* _To do_
Take the records underneath and set them down exactly.

** Input for this task follows **

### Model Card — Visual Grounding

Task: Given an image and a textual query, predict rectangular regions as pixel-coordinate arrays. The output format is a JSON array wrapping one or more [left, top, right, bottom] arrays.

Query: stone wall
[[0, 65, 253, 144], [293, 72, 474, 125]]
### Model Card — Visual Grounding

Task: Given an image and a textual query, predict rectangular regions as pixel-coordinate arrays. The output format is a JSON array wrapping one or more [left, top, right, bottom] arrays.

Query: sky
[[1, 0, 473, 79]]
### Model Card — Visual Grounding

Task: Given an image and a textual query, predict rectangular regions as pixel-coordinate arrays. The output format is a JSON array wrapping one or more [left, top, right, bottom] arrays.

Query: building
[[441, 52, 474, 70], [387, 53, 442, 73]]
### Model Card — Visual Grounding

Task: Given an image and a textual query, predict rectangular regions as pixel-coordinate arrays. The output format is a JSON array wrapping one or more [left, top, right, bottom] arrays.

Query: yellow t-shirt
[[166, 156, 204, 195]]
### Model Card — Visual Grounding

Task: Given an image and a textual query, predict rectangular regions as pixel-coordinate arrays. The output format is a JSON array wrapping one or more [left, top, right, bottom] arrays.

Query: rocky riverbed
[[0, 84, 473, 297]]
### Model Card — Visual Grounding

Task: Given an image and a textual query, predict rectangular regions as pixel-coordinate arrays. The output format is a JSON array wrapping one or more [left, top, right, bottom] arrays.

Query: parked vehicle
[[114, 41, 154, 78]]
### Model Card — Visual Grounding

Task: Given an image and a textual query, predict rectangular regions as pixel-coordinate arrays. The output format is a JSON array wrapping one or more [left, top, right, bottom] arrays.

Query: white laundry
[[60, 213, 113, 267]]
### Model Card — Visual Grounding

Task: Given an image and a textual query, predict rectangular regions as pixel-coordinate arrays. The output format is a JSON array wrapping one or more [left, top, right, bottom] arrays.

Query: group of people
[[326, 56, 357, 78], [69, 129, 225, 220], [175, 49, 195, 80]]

** End of Input for this task **

* _Task solution_
### Model Card — Visual Grounding

Task: Given an image and a textual query, predict rectangular regions as pixel-coordinate arrays. The output format is a JSON array wrapping one or more [left, top, right, bottom] arrays.

Query: stone wall
[[0, 65, 253, 144], [293, 72, 474, 125]]
### Model Card — Visual Grounding

Task: Given an image and a textual query, predict rectangular regions as pixel-coordinate arrays. The output format is a JSON array wrapping one or more [left, top, right, bottom] arrays.

Query: sky
[[1, 0, 473, 79]]
### Model Card — Visual Grounding

Task: Given an image and a textual query, predict rectangular regions as pixel-coordinate arrays. The output format is a JSON array wrapping one or more [left, top, right, bottom] arrays.

Query: building
[[441, 52, 474, 70], [387, 53, 442, 73]]
### Model Card — Visual Grounding

Task: Given an image and a textual query, predict rectangular regions as pixel-coordinate arrays. The output format is a JSON array wrapping one or more [left, top, right, bottom] arrays.

Query: yellow t-shirt
[[166, 156, 204, 195]]
### Model Card — Visual Grounding

Task: Given an image and a textual query, predict rectangular regions as pixel-coordinate arrays. The output format is a JSON array wrapping one or more [left, top, right, bottom] arrays.

Query: rocky riverbed
[[0, 84, 473, 297]]
### Model Card — Visual Grounding

Task: Given an image and a textual query, predict rectangular regions as pixel-coordinate arrays. The output format is a JSON array wrapping one or more [left, top, right, bottom] arrays.

Query: parked vehicle
[[114, 41, 154, 78]]
### Model Card — Visual Grounding

Task: Given an image and a textual query, predict rectangular regions as pixel-coordinate arrays. The output format is a JSON array wrapping one or more [left, top, right, bottom] arrays.

Query: white laundry
[[60, 213, 113, 267]]
### Model Card — Visual Grounding

Task: Given an image and a textual query, predict rectangular regions as pixel-coordinate arrays. The output format is a JSON array wrapping one or more [left, top, right, bottom] arrays.

Query: group of people
[[326, 56, 357, 78], [69, 129, 225, 220], [175, 49, 195, 80]]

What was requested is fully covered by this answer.